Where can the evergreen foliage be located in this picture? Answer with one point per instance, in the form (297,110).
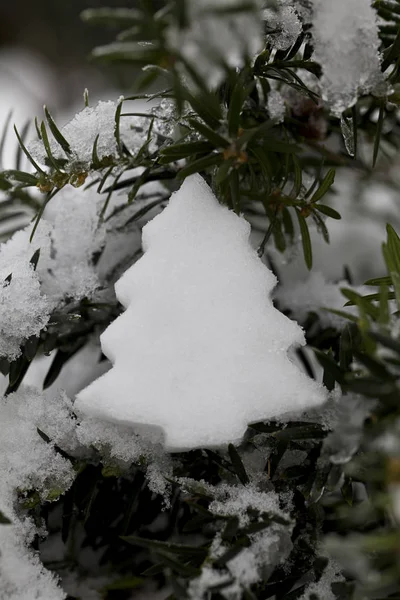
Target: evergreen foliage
(331,481)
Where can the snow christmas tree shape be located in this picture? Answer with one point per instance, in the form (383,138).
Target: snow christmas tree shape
(200,351)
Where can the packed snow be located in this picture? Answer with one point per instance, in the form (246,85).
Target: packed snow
(199,337)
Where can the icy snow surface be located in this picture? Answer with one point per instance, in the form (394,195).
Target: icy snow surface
(346,45)
(213,38)
(24,309)
(200,351)
(97,122)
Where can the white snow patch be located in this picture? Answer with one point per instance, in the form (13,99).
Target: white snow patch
(200,351)
(346,43)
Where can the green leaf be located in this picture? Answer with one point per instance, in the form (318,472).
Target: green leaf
(3,519)
(332,371)
(122,17)
(365,302)
(235,191)
(346,348)
(305,238)
(35,259)
(58,362)
(306,432)
(326,183)
(95,156)
(200,165)
(21,177)
(179,151)
(328,211)
(4,135)
(58,136)
(45,138)
(378,281)
(386,341)
(238,465)
(166,547)
(239,94)
(378,132)
(117,125)
(86,97)
(141,180)
(217,140)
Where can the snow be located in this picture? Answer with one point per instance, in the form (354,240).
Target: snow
(33,464)
(236,500)
(120,447)
(267,548)
(76,235)
(346,44)
(199,352)
(82,131)
(212,39)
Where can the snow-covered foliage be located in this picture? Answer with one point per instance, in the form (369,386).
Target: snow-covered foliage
(316,295)
(283,25)
(345,37)
(97,124)
(25,309)
(28,462)
(267,547)
(197,250)
(279,440)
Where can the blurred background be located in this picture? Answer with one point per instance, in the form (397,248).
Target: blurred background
(44,59)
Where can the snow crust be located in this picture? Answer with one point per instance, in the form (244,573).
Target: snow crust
(212,38)
(97,122)
(346,44)
(200,351)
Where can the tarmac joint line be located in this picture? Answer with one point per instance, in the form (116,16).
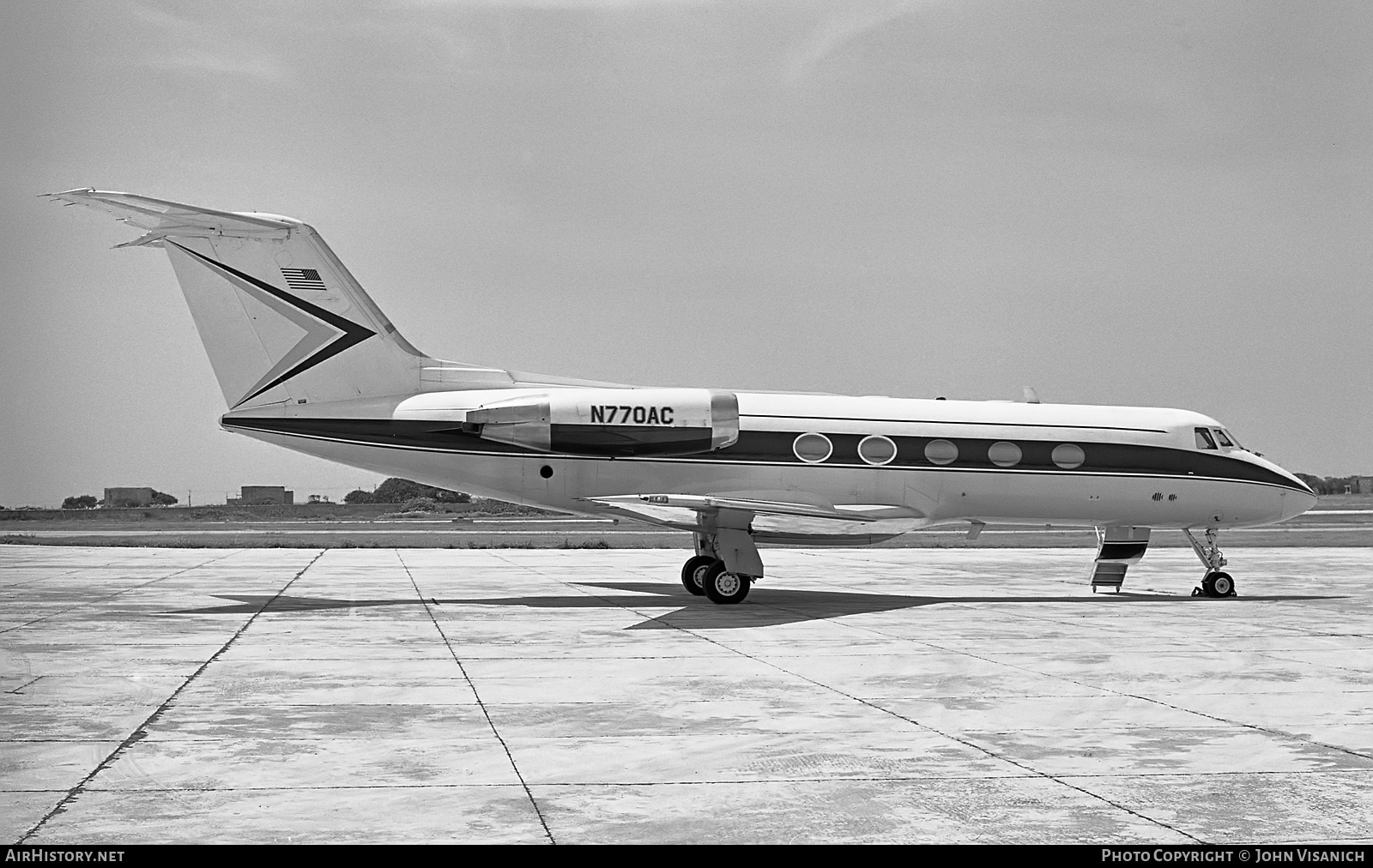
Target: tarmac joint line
(142,730)
(478,696)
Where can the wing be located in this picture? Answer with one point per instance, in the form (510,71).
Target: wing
(771,520)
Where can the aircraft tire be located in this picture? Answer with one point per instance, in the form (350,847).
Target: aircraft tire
(693,575)
(1222,584)
(1219,584)
(724,587)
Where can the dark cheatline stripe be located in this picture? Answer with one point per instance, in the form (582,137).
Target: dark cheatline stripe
(775,448)
(629,440)
(1122,551)
(995,425)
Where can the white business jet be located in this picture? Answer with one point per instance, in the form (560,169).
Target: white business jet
(308,361)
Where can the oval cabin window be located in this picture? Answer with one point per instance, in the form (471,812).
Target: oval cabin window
(1004,455)
(1068,456)
(941,452)
(812,448)
(876,449)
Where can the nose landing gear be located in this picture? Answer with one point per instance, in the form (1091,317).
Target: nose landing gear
(1215,582)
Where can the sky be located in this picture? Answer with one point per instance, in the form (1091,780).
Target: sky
(1164,205)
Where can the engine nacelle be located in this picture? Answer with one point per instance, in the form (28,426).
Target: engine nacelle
(613,422)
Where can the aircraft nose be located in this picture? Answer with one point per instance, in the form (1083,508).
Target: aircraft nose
(1297,503)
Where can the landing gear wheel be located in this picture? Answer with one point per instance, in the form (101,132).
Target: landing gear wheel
(725,587)
(1217,584)
(693,573)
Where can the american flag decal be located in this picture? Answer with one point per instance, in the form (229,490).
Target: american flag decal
(302,278)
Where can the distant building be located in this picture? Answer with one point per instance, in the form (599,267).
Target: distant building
(128,497)
(254,495)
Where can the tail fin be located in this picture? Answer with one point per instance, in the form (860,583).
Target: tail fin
(281,317)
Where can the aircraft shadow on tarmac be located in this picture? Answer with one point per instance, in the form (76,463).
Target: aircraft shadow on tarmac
(764,607)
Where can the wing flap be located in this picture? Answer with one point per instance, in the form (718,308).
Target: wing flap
(807,515)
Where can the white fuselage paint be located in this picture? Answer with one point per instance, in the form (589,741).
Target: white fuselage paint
(937,493)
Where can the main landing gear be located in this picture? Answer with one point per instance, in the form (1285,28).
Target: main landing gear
(706,576)
(725,566)
(1215,582)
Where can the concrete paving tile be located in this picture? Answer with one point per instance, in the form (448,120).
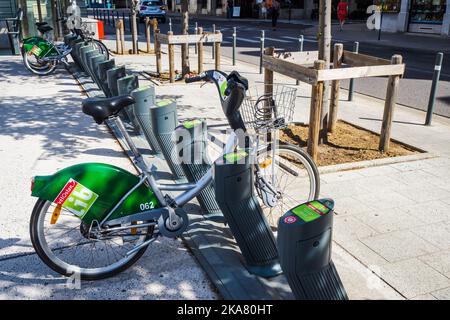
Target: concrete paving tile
(378,171)
(437,233)
(384,200)
(389,220)
(347,227)
(439,261)
(340,176)
(348,206)
(412,165)
(443,294)
(424,193)
(430,212)
(361,252)
(358,280)
(399,245)
(413,278)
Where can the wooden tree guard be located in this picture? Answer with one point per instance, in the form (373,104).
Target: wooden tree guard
(389,104)
(120,38)
(217,53)
(171,40)
(200,52)
(357,66)
(315,113)
(157,51)
(171,60)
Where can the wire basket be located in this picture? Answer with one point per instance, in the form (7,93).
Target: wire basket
(268,111)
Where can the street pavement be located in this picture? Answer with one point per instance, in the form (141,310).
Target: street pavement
(392,227)
(418,51)
(42,130)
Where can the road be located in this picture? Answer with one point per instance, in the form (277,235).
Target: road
(414,87)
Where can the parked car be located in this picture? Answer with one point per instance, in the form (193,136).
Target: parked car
(152,9)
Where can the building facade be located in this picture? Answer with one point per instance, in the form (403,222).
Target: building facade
(420,16)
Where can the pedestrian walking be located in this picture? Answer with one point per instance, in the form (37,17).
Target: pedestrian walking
(342,10)
(229,9)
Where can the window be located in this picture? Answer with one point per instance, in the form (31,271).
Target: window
(427,11)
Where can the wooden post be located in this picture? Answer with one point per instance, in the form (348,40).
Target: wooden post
(325,7)
(155,27)
(334,103)
(147,33)
(185,46)
(171,60)
(157,52)
(217,53)
(389,104)
(315,113)
(118,37)
(200,52)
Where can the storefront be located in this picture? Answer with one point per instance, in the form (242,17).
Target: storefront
(426,16)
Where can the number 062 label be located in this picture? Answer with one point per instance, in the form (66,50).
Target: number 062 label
(76,198)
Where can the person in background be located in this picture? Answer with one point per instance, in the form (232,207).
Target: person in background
(229,9)
(342,10)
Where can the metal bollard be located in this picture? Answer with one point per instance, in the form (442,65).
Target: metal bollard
(213,47)
(261,50)
(351,85)
(301,39)
(234,46)
(434,84)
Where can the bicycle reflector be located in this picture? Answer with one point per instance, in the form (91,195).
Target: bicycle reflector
(304,246)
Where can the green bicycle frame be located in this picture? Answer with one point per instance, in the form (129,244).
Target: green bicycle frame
(40,47)
(91,190)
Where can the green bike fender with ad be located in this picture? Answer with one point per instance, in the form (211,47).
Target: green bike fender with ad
(45,48)
(91,190)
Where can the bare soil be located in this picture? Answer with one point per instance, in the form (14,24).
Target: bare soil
(347,144)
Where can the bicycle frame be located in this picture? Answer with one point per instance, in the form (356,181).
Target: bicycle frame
(191,190)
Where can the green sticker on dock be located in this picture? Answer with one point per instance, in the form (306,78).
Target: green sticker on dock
(310,211)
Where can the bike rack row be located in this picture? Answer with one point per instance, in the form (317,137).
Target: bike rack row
(303,247)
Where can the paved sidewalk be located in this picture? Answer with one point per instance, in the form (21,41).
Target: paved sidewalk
(392,226)
(42,129)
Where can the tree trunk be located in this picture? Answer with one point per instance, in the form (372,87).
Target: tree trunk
(324,54)
(185,69)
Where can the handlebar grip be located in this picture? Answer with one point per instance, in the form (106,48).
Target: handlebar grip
(195,79)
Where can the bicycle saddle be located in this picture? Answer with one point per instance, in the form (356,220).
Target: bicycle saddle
(102,108)
(44,28)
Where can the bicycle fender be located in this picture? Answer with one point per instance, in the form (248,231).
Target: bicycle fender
(91,190)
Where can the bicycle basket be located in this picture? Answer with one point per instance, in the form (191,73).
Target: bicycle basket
(265,111)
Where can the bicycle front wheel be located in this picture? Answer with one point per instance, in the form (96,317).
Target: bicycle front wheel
(290,172)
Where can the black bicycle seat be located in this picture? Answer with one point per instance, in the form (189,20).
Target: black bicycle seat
(102,108)
(44,28)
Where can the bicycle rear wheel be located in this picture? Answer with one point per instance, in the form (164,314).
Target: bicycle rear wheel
(100,46)
(293,174)
(70,247)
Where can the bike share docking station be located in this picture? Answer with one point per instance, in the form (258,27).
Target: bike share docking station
(233,182)
(191,146)
(304,244)
(164,119)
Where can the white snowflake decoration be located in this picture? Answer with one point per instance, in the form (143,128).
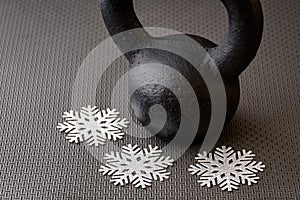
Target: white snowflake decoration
(93,126)
(136,166)
(226,168)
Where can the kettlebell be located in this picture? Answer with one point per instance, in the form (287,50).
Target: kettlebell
(231,56)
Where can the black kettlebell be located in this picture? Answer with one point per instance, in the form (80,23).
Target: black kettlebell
(231,56)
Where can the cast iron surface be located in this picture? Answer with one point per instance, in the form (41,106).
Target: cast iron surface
(231,56)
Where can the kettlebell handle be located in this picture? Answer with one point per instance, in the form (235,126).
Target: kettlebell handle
(232,55)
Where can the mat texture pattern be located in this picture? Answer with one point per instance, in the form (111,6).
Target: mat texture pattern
(43,43)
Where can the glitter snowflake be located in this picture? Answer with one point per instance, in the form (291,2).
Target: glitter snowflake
(226,168)
(136,166)
(93,126)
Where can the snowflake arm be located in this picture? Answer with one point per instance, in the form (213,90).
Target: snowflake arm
(136,166)
(226,168)
(92,126)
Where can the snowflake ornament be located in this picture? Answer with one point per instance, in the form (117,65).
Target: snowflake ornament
(136,166)
(93,126)
(226,168)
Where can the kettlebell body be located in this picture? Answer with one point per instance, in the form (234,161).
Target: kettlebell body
(231,56)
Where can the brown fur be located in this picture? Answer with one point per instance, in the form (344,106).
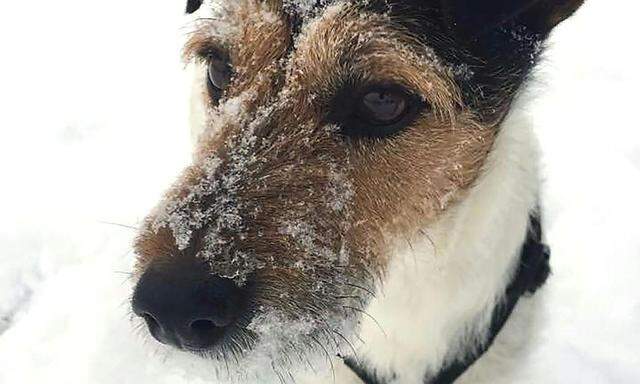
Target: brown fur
(284,197)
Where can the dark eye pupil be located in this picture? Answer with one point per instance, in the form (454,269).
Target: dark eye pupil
(383,107)
(219,73)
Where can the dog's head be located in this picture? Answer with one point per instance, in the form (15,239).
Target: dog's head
(334,130)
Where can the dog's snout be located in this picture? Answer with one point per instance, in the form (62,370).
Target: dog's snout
(184,305)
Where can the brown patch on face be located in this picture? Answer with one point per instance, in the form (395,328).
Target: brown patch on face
(279,197)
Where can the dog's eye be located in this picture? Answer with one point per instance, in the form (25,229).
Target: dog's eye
(376,112)
(383,107)
(219,75)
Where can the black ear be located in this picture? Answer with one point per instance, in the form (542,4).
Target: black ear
(475,17)
(193,5)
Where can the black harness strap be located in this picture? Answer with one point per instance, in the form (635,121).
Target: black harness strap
(531,274)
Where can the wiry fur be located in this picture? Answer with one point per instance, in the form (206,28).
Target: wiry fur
(393,251)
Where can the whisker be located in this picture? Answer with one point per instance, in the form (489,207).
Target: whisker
(369,316)
(119,225)
(348,343)
(333,371)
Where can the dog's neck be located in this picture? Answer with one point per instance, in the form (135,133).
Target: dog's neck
(443,290)
(532,272)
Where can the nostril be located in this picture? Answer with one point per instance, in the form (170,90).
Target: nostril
(201,326)
(206,330)
(151,321)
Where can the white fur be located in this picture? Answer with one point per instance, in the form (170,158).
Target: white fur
(440,291)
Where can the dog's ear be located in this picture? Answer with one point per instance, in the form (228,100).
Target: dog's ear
(193,5)
(474,17)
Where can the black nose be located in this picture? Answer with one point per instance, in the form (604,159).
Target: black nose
(186,306)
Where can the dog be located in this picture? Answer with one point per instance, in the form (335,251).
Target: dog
(362,206)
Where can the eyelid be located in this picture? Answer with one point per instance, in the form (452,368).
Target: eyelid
(203,50)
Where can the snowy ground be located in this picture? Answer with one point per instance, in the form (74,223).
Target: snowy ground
(93,128)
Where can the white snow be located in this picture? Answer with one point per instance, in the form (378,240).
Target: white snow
(94,129)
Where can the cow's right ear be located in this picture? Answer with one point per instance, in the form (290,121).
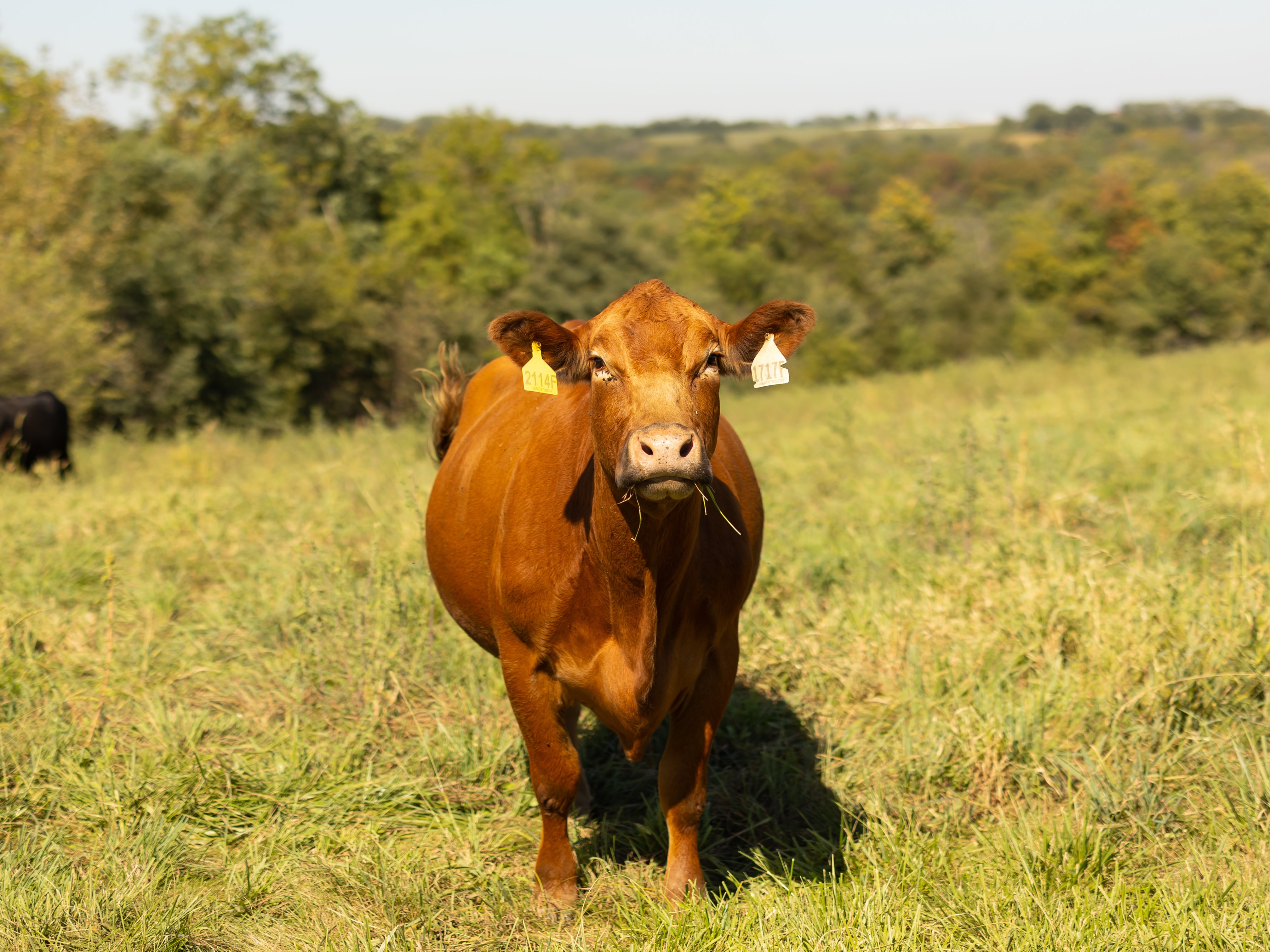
================
Problem statement
Reproduce the entries word for word, starting at the line that contains "Where can the black nose" and continuing through the end of the entries. Leave the pictures out of your answer.

Answer to this task
Where can the black nose be located in this picture? Answer with one point per instance, in the form (604,159).
Target: black nose
(186,306)
Where can the dog be located in this picture? Answer with one point per instance, in the form (335,251).
Target: dog
(362,206)
Where can the eyelid be located in this picture? Answer with one point per instance, in the form (452,368).
Target: eyelid
(203,50)
Where can the snowy ground be located in this picture? Answer with one point per instance, in the form (74,223).
Target: snowy ground
(93,128)
Where can the white snow be located in this picture? Answer with one point per instance, in the form (378,240).
Target: white snow
(94,129)
Where can the cow's right ear be located in this picture? Answer with one point per instance, in the form (290,121).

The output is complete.